Region labeling records
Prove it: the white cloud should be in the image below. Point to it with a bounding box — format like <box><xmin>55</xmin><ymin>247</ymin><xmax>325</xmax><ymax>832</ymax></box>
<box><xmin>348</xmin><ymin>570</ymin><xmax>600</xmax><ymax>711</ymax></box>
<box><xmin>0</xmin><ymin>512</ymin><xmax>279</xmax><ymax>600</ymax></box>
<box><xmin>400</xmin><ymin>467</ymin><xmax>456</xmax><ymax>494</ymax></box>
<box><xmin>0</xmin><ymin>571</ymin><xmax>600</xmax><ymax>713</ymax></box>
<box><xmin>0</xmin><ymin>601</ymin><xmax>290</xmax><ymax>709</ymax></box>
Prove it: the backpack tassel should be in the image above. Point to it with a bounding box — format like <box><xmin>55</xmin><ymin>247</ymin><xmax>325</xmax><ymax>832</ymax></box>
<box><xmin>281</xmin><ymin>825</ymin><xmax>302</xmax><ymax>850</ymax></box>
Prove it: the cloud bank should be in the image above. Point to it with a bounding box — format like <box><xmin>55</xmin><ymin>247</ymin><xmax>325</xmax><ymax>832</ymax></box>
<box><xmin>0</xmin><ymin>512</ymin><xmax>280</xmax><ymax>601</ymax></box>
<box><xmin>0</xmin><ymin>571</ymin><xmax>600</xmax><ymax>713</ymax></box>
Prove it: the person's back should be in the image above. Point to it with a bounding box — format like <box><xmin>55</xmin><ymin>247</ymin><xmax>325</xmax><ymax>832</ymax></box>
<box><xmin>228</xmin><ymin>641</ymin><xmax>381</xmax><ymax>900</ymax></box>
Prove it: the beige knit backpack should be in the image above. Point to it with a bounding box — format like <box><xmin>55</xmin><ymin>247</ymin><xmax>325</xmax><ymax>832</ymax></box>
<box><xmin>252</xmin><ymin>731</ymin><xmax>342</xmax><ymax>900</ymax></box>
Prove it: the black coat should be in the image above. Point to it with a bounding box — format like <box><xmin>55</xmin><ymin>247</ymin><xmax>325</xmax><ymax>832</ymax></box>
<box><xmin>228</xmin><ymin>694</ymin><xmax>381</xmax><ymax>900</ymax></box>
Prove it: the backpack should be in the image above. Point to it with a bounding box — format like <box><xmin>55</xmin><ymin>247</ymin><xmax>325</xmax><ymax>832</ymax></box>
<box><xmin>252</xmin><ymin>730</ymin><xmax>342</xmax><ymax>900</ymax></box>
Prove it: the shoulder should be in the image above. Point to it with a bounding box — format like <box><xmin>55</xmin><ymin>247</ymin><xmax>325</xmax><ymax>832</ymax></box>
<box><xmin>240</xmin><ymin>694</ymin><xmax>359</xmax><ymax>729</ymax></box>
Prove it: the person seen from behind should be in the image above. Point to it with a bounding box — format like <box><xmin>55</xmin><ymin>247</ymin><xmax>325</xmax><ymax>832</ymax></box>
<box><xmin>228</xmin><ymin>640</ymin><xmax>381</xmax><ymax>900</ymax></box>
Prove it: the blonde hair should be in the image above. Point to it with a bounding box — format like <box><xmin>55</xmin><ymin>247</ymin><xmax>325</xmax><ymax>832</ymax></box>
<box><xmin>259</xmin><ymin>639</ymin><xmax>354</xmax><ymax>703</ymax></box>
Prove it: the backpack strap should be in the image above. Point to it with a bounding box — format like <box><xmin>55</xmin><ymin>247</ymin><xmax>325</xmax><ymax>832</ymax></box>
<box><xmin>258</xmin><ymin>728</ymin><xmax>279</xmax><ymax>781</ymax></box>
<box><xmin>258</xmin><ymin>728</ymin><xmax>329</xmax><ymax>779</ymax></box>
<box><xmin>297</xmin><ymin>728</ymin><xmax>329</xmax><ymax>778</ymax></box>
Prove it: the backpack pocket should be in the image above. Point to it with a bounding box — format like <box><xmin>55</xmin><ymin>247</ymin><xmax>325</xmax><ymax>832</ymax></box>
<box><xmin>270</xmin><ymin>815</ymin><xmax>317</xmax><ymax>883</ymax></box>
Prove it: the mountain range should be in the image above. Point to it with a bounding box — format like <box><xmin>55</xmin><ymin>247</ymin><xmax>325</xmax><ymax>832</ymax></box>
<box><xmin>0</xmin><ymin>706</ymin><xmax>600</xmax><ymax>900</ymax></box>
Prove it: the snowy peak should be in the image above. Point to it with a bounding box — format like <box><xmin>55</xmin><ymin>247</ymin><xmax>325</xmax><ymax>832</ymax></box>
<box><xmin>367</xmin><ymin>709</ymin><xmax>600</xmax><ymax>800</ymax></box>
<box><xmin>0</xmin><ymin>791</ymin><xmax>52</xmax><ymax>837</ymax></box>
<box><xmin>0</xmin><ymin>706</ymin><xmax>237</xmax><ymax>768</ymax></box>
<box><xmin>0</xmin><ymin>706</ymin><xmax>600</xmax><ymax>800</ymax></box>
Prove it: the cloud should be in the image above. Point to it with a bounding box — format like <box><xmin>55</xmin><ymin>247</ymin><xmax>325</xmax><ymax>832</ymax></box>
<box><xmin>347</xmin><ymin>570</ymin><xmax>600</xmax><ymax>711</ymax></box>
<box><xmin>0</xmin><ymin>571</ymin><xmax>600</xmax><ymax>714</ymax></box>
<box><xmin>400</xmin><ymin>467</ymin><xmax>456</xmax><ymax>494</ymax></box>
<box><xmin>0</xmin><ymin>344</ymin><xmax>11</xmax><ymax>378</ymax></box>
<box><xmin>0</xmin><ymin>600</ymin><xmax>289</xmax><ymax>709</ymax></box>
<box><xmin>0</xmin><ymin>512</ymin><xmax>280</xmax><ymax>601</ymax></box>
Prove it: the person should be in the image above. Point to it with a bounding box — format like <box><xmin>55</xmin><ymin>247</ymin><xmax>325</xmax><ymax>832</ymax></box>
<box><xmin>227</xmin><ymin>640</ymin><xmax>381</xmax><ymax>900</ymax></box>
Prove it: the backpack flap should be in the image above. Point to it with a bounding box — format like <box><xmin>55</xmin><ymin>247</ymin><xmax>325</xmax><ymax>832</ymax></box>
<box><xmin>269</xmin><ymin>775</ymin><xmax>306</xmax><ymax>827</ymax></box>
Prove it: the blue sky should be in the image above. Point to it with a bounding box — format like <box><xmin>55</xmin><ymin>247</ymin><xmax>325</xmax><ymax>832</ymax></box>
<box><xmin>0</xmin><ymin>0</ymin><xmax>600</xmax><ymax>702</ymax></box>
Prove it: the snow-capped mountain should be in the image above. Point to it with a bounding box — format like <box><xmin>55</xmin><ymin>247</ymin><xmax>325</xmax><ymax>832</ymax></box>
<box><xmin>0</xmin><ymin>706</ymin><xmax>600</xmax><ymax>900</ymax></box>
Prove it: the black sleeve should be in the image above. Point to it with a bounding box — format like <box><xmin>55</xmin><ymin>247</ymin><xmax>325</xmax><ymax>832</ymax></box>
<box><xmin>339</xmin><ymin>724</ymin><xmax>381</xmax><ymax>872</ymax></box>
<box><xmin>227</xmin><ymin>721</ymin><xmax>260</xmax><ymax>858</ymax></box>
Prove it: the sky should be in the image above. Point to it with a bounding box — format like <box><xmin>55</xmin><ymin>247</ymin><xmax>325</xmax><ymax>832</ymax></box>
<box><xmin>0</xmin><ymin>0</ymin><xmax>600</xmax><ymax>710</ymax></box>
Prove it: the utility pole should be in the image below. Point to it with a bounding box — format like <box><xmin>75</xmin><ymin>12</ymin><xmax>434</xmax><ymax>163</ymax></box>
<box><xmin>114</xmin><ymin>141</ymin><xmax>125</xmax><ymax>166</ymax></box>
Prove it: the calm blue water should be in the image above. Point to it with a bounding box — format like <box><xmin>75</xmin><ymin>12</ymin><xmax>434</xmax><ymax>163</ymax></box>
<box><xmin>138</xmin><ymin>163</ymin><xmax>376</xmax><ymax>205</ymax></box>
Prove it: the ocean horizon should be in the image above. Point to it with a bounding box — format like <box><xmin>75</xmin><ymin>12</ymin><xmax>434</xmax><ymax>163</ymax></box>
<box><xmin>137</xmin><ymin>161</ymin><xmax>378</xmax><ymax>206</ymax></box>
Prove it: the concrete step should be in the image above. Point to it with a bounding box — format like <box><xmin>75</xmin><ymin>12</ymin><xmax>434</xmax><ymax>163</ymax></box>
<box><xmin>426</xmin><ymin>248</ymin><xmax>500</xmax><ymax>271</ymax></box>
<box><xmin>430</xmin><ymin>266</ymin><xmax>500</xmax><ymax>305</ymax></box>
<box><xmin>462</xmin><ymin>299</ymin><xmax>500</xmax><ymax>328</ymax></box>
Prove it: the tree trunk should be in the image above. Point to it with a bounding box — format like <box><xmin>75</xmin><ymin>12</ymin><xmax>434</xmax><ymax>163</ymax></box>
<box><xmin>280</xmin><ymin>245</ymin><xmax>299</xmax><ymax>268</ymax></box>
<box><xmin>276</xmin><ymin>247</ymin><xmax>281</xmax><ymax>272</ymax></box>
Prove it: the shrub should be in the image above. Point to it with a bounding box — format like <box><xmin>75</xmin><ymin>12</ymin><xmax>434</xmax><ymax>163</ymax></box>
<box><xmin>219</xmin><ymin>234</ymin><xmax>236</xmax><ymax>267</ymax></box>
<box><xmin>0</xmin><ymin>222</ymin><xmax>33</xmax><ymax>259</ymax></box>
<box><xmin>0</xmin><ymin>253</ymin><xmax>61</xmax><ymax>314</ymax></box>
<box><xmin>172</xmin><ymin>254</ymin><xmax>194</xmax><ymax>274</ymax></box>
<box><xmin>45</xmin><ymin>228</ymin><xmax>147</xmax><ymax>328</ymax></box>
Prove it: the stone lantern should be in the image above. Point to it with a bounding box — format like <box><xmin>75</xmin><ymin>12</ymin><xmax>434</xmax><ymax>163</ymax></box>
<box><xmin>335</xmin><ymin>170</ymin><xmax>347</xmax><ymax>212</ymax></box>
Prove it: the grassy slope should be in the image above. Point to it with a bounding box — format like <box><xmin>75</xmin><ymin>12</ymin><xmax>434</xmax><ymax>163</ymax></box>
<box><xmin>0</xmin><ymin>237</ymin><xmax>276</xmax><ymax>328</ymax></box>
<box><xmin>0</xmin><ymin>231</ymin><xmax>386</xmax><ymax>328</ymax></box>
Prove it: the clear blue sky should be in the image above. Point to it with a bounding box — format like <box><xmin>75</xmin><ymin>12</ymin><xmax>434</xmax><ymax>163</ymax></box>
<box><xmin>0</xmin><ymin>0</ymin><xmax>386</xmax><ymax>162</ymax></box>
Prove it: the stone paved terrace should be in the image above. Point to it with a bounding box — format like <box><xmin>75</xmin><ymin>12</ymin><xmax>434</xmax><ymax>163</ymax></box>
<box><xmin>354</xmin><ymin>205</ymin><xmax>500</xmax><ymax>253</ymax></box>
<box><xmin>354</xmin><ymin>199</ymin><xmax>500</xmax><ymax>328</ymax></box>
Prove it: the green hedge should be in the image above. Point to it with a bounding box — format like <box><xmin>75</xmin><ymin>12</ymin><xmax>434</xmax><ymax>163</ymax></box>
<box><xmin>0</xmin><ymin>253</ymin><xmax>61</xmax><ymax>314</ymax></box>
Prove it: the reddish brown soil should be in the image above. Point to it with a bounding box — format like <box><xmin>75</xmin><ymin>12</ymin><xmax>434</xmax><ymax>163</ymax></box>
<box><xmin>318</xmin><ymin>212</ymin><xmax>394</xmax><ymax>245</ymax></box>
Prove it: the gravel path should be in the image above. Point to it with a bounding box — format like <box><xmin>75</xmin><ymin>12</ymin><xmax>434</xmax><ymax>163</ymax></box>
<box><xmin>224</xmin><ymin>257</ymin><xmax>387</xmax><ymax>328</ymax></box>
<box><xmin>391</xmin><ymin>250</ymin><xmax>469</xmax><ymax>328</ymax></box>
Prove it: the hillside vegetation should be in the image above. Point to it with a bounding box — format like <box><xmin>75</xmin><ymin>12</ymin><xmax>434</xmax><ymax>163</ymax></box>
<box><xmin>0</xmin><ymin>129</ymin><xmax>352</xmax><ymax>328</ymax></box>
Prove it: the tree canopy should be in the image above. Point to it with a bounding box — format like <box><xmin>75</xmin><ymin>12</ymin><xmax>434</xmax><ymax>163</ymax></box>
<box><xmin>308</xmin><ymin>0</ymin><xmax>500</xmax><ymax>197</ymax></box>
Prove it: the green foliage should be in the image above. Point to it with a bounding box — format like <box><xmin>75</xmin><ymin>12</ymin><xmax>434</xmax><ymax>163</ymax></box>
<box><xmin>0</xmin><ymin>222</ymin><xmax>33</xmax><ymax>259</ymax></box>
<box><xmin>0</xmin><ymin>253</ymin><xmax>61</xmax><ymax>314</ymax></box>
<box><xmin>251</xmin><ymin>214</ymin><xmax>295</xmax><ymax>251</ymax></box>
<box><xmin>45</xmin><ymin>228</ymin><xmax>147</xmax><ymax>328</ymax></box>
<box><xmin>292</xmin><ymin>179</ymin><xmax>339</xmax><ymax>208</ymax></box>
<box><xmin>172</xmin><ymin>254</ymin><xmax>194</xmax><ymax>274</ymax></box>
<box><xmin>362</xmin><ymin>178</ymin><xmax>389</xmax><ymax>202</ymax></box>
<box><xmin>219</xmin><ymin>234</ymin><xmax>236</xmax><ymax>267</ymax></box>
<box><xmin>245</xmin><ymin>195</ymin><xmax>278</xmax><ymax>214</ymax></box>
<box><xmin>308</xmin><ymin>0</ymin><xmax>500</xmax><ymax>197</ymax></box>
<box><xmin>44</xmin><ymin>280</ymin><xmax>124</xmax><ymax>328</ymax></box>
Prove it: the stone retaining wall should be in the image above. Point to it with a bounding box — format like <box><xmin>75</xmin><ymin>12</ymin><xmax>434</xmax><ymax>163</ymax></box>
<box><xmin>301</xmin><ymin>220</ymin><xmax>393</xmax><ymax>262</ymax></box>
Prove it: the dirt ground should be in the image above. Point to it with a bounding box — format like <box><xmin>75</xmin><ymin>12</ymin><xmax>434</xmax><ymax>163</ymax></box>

§ TASK OBJECTIVE: Write out only the final block of lines, starting at the line with "Prove it: the stone retaining" and running to the end of the material.

§ SOLUTION:
Prove it: the stone retaining wall should be in the image above. Point to it with a bounding box — format like <box><xmin>75</xmin><ymin>12</ymin><xmax>434</xmax><ymax>163</ymax></box>
<box><xmin>301</xmin><ymin>220</ymin><xmax>393</xmax><ymax>262</ymax></box>
Prove it: the dirt ground should be in the image above. Point to it with a bounding box — format like <box><xmin>75</xmin><ymin>12</ymin><xmax>434</xmax><ymax>163</ymax></box>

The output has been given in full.